*YOUR GOAL*: In the xSDK abstract below, which independently developed packages are named as covered by the community policies?

*SELECTED TEXT*:
◆ ◆ ◆ ◆
English

xSDK Foundations: Toward an Extreme-scale Scientific Software Development Kit

Mathematical Software 2017-02-28 v1

Abstract

Extreme-scale computational science increasingly demands multiscale and multiphysics formulations. Combining software developed by independent groups is imperative: no single team has resources for all predictive science and decision support capabilities. Scientific libraries provide high-quality, reusable software components for constructing applications with improved robustness and portability. However, without coordination, many libraries cannot be easily composed. Namespace collisions, inconsistent arguments, lack of third-party software versioning, and additional difficulties make composition costly. The Extreme-scale Scientific Software Development Kit (xSDK) defines community policies to improve code quality and compatibility across independently developed packages (hypre, PETSc, SuperLU, Trilinos, and Alquimia) and provides a foundation for addressing broader issues in software interoperability, performance portability, and sustainability. The xSDK provides turnkey installation of member software and seamless combination of aggregate capabilities, and it marks first steps toward extreme-scale scientific software ecosystems from which future applications can be composed rapidly with assured quality and scalability.
◆ ◆ ◆ ◆
*LISTED ENTRIES*:
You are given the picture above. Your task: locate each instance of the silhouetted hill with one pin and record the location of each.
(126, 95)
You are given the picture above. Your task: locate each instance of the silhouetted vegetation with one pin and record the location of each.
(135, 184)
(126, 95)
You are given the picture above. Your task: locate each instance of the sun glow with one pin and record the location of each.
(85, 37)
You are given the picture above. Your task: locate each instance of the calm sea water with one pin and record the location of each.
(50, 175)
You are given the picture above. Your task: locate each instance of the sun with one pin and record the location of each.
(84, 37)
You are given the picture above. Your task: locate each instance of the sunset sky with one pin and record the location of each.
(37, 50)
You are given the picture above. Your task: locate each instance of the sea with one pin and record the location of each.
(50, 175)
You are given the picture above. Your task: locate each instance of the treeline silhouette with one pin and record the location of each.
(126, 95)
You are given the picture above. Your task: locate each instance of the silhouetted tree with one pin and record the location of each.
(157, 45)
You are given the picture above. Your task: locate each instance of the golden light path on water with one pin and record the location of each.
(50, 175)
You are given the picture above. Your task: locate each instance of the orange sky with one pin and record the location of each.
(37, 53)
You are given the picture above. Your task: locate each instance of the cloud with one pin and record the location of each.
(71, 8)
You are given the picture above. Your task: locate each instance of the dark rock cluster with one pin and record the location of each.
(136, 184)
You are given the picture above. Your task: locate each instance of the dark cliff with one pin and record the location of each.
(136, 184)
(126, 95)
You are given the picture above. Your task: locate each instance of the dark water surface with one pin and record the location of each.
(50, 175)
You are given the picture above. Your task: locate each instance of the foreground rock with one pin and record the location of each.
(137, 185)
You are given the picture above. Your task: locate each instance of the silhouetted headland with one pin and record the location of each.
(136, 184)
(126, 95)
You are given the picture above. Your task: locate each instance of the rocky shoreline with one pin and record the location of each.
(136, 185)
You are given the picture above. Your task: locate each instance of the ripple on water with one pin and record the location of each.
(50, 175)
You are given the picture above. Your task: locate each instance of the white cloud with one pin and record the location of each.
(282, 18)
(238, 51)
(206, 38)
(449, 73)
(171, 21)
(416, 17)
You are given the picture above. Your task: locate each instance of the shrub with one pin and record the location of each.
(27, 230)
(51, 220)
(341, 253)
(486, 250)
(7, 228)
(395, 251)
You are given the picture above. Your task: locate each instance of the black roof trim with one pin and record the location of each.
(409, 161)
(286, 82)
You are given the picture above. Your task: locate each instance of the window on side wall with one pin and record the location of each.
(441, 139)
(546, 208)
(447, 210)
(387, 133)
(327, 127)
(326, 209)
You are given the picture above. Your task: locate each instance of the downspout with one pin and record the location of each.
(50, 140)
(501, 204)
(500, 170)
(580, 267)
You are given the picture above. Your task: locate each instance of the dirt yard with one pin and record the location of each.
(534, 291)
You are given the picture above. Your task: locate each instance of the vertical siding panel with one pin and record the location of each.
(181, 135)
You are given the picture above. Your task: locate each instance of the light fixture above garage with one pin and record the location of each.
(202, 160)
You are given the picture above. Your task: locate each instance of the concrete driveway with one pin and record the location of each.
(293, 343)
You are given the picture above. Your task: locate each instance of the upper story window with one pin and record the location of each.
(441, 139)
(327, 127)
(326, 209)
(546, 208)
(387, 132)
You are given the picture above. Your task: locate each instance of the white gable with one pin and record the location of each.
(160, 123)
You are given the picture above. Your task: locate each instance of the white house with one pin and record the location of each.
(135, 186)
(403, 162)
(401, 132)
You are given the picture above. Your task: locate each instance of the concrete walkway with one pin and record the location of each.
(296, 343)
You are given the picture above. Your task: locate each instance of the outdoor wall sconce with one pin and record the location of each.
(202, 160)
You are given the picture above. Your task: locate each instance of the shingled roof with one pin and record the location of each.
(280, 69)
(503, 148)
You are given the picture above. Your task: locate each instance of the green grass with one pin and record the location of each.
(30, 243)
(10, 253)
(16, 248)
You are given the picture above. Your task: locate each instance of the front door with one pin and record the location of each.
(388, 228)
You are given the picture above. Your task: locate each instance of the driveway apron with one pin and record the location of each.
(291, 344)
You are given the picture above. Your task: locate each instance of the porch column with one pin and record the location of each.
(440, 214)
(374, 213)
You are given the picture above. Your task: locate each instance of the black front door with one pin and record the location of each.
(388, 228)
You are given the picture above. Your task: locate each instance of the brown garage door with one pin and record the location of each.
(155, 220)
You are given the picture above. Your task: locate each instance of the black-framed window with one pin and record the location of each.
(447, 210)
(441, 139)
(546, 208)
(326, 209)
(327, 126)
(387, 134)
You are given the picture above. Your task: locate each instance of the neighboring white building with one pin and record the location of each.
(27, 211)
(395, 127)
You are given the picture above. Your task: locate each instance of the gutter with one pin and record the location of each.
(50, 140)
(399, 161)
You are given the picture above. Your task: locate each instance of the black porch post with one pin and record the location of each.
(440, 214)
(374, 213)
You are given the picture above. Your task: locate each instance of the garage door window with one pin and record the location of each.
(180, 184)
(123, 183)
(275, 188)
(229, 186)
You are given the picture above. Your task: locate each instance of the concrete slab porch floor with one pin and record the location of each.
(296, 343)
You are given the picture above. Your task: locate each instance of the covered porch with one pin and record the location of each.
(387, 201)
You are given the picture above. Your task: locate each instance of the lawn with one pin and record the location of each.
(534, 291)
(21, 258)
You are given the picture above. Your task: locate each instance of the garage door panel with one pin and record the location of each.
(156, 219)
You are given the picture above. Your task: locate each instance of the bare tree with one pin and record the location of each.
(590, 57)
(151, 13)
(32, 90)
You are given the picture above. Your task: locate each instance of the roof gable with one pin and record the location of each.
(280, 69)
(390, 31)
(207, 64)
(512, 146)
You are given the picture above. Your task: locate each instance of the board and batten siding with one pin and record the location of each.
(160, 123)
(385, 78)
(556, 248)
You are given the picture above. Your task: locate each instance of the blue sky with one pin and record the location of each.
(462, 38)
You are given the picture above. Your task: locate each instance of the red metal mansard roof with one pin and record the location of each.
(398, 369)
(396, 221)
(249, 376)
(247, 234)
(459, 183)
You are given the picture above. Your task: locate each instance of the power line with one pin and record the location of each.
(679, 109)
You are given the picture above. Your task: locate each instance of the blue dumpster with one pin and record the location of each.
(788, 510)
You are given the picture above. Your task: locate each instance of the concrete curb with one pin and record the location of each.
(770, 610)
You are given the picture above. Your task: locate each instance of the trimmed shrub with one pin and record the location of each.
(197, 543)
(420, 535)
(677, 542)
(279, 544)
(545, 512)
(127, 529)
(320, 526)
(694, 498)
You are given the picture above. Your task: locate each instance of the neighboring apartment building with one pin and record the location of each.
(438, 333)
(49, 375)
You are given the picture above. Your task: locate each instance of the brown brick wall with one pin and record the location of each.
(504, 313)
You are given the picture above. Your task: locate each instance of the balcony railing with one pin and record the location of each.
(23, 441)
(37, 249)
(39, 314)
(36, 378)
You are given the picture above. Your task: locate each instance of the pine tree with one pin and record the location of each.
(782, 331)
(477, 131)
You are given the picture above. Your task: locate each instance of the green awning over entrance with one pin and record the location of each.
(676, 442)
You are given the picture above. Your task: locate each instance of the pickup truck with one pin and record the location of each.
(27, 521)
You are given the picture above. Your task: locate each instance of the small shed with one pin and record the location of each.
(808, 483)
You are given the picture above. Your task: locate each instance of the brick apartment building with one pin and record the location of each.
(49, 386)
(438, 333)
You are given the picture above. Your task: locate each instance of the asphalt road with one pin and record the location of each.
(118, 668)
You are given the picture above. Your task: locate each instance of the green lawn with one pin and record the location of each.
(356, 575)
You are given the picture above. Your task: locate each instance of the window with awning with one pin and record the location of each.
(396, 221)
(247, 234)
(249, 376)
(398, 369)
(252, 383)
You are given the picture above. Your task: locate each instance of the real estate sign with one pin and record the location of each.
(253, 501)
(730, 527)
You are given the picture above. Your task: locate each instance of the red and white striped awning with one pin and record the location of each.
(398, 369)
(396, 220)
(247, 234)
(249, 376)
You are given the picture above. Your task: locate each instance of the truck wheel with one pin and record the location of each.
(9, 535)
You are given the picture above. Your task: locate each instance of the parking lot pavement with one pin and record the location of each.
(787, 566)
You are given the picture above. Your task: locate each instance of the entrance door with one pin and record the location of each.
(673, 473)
◆ ◆ ◆ ◆
*EXPECTED ANSWER*: hypre, PETSc, SuperLU, Trilinos, and Alquimia.